# QUOTED TEXT
--- BEGIN ---

This is a guest post by Daniel Nelson from Design Shift, makers of ORWL. If you would like to contribute a guest post, please contact firstname.lastname@example.org
If someone has physical access to your computer with secure documents present, it’s game over! ORWL is designed to solve this as the first open source physically secure computer. ORWL (pronounced or-well) is the combination of the physical security from the banking industry (used in ATMs and Point of Sale terminals) and a modern Intel-based personal computer. We’ve designed a stylish glass case which contains the latest processor from Intel – exactly the same processor as you would find in the latest ultrabooks and we added WiFi and Bluetooth wireless connectivity for your accessories. It also has two USB Type C connectors for any accessories you prefer to connect via cables. We then use the built-in Intel 515 HD Video which can output up to 4K video with audio.

--- END ---

Records from a data collection:
--- BEGIN ---

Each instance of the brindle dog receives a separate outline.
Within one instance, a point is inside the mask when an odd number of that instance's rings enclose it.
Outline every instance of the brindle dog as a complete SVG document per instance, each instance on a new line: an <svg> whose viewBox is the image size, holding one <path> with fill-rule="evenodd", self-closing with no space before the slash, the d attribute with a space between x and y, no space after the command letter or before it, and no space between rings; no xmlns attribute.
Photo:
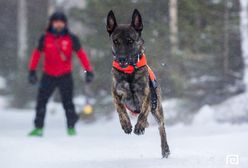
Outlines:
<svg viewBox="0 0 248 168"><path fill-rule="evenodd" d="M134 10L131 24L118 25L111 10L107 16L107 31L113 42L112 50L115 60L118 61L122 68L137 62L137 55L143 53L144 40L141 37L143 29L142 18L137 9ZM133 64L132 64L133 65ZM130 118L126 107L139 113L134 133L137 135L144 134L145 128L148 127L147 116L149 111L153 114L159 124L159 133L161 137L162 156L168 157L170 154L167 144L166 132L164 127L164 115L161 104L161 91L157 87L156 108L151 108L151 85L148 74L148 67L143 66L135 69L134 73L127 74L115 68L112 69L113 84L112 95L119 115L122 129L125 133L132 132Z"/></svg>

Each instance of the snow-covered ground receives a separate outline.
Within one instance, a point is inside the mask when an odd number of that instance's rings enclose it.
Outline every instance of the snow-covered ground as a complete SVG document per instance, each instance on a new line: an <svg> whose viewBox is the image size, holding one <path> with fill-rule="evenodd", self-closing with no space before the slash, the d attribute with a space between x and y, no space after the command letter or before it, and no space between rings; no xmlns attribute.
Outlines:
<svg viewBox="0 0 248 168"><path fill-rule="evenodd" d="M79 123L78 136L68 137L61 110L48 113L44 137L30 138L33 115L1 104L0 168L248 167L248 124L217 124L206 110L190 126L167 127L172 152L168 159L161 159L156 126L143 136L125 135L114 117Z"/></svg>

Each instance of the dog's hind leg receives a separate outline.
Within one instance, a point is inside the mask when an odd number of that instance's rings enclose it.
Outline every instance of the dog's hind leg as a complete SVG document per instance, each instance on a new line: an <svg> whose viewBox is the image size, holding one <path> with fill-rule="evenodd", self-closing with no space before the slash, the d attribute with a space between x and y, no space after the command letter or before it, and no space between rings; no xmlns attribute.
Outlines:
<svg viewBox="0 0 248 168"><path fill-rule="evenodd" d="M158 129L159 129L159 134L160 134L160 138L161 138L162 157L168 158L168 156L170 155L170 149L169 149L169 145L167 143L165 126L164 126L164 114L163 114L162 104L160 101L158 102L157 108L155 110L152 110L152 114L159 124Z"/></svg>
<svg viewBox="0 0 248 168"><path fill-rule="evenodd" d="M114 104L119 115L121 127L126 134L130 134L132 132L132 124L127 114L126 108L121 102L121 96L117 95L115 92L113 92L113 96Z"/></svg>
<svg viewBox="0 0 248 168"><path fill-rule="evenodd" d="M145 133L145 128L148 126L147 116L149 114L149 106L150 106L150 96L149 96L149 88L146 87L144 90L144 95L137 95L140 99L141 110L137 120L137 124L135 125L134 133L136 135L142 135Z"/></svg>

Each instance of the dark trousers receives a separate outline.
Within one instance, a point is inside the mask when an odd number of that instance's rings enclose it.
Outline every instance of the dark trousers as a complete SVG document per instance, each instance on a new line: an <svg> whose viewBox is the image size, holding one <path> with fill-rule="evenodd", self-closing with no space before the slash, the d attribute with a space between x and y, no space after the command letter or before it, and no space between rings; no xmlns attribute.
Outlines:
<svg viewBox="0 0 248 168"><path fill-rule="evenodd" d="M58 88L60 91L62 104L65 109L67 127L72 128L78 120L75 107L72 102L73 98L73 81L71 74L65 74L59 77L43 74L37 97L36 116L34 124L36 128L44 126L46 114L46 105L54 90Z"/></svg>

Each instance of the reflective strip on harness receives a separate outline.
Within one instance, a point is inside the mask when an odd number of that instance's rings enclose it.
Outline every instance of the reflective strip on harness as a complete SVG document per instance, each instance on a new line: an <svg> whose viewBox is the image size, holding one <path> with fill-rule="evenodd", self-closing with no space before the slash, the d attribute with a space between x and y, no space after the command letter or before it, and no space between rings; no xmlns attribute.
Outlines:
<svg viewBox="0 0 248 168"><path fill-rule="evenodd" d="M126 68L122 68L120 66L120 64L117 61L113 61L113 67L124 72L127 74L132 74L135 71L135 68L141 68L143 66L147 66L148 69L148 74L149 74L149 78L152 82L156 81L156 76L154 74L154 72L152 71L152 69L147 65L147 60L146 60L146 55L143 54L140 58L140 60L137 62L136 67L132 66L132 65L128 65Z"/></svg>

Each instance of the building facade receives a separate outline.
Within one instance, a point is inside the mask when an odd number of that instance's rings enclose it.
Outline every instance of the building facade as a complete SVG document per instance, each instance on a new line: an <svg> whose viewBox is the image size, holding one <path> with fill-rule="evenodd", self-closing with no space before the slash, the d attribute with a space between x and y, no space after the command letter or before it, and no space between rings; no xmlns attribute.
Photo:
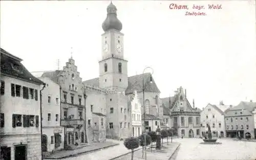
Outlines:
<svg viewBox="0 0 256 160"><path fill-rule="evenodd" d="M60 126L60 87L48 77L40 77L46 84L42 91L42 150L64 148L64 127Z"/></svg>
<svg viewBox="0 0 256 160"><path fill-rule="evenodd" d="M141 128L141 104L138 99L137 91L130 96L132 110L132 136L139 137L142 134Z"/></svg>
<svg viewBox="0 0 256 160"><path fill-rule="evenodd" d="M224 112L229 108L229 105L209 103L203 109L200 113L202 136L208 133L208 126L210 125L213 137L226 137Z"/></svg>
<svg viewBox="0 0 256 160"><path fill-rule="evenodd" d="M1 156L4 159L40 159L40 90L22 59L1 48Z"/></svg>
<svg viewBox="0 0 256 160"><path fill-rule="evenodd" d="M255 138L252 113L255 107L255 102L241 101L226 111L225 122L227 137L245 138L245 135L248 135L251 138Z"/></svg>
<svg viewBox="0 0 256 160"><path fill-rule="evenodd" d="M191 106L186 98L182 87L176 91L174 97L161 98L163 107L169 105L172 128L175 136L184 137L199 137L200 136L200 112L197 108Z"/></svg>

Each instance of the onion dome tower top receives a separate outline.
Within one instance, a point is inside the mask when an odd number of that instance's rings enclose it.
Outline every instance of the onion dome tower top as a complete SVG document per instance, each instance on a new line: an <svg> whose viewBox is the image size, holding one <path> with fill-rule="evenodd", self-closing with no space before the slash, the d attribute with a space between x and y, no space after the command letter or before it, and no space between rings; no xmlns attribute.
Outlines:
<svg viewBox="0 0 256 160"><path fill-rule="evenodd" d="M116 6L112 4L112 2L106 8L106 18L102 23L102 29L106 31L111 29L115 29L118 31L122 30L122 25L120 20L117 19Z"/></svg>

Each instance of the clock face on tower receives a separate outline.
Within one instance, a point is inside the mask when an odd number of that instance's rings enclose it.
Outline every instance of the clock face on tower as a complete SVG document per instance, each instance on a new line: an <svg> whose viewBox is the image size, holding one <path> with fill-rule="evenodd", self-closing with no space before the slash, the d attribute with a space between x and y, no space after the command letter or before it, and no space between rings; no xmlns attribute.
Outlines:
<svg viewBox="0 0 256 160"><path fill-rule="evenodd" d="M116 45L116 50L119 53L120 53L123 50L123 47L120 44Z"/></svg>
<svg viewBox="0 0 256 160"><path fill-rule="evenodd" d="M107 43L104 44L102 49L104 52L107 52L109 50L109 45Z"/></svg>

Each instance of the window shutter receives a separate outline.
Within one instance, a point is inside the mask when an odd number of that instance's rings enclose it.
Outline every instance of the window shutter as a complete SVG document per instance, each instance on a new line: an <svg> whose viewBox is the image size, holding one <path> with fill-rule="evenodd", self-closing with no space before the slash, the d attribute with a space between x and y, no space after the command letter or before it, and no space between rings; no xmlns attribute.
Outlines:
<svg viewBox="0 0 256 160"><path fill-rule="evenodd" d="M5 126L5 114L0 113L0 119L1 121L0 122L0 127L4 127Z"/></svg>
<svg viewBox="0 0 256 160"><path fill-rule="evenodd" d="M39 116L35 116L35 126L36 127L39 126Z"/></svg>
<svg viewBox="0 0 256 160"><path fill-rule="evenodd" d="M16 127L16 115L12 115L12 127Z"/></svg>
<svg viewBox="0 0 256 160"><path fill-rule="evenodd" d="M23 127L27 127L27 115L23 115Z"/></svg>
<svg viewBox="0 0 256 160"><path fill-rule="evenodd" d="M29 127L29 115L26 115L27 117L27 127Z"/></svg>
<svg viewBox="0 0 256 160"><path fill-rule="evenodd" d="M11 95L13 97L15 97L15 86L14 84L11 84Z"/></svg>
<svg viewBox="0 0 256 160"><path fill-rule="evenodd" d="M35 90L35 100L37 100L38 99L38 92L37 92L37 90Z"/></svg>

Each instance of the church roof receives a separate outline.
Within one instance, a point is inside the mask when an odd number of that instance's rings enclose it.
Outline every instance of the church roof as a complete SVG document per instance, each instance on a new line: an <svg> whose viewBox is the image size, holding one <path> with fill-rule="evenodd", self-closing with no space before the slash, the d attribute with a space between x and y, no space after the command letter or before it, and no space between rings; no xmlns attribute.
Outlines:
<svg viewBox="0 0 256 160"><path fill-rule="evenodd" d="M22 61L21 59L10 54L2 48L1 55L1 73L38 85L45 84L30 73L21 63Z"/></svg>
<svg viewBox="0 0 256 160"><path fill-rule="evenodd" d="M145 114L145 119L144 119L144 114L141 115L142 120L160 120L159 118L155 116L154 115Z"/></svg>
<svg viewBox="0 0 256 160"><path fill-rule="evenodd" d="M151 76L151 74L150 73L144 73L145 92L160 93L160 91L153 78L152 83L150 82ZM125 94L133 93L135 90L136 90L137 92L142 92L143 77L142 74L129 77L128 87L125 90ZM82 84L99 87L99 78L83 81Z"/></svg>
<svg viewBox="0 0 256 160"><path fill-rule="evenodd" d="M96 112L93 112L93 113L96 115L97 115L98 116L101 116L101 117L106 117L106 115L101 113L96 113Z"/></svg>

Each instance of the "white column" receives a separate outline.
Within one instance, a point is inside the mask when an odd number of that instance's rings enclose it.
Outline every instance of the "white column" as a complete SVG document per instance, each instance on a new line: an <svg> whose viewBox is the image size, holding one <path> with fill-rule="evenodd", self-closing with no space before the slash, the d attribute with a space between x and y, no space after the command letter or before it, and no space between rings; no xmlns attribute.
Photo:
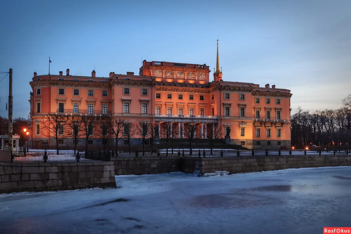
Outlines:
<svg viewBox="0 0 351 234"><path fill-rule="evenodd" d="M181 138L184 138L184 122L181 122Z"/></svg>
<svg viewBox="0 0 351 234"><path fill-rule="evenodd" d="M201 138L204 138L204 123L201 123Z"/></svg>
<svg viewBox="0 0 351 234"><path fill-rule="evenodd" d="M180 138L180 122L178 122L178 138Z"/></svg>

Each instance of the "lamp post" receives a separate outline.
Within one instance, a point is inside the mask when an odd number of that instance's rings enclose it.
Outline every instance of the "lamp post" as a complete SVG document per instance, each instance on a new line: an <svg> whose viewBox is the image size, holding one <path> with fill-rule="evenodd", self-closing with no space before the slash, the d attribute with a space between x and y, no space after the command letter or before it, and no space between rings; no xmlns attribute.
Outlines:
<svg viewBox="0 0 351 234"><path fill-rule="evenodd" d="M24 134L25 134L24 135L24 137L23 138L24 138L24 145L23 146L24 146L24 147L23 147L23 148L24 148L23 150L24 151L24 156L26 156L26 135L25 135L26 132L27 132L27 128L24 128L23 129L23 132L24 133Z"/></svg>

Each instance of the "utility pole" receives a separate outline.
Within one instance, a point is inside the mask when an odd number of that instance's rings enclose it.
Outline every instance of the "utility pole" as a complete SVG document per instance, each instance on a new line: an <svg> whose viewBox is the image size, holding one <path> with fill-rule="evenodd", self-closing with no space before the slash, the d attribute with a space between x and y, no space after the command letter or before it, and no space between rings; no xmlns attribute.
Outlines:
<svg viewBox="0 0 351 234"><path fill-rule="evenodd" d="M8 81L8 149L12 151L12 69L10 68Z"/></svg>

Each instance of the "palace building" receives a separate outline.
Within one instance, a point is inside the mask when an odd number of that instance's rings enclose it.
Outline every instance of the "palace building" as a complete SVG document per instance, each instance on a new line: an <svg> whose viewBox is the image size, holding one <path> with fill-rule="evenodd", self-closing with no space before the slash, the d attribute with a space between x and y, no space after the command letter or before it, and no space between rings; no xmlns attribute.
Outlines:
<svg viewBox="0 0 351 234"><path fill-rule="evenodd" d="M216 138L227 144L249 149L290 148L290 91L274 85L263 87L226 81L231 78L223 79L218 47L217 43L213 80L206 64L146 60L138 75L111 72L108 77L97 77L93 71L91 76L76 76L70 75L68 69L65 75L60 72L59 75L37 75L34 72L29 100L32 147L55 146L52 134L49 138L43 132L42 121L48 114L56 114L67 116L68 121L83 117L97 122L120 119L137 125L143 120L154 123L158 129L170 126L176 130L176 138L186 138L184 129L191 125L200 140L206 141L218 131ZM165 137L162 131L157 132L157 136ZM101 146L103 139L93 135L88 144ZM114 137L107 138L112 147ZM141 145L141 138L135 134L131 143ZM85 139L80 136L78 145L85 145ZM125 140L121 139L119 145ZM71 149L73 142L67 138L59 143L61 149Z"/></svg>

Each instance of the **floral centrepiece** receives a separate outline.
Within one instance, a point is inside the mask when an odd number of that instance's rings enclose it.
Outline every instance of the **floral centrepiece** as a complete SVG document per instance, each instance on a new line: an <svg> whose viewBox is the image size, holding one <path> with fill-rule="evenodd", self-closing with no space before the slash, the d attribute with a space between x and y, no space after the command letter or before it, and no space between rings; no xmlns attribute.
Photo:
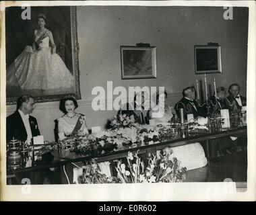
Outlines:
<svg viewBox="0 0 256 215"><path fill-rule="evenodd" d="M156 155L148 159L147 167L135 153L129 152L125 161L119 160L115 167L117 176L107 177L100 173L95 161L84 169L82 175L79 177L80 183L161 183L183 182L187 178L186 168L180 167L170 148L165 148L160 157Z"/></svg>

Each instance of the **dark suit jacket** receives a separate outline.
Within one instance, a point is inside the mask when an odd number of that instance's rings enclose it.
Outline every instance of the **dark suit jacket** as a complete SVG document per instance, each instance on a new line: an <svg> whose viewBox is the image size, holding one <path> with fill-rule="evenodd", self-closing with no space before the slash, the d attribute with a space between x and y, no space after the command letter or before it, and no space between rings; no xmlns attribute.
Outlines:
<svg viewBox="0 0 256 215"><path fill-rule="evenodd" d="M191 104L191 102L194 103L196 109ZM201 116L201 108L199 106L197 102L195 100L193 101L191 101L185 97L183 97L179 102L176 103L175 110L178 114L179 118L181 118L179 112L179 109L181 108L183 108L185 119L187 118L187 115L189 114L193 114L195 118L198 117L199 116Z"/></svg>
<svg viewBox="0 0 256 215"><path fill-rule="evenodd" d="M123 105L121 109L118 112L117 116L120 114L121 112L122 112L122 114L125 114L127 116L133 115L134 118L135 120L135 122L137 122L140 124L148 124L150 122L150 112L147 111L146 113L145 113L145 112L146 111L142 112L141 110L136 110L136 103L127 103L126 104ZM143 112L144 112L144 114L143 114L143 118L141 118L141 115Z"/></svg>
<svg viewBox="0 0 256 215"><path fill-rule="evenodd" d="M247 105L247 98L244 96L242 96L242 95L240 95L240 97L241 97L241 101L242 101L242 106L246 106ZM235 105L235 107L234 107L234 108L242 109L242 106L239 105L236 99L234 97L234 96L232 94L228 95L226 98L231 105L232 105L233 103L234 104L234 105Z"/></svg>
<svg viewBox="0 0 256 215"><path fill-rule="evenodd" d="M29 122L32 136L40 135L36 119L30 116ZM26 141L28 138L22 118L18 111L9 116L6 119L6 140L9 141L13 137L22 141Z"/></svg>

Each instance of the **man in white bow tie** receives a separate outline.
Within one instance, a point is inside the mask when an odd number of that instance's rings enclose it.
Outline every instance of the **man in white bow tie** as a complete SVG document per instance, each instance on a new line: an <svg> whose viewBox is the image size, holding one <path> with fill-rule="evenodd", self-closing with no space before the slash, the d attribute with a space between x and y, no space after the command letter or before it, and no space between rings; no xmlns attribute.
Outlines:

--- END ---

In the guest post about ORWL, turn the paragraph that begins "If someone has physical access" into a short bulleted list that keeps its main facts.

# RESULT OF THIS TASK
- Anyone with physical access to a computer holding secure documents can compromise it.
- ORWL (pronounced or-well) is presented as the first open source physically secure computer.
- It combines banking-industry physical security, as used in ATMs and Point of Sale terminals, with a modern Intel-based personal computer.
- A stylish glass case holds the latest Intel processor, the same one found in the latest ultrabooks.
- It has WiFi and Bluetooth for wireless accessories and two USB Type C connectors for wired ones.
- Built-in Intel 515 HD Video outputs up to 4K video with audio.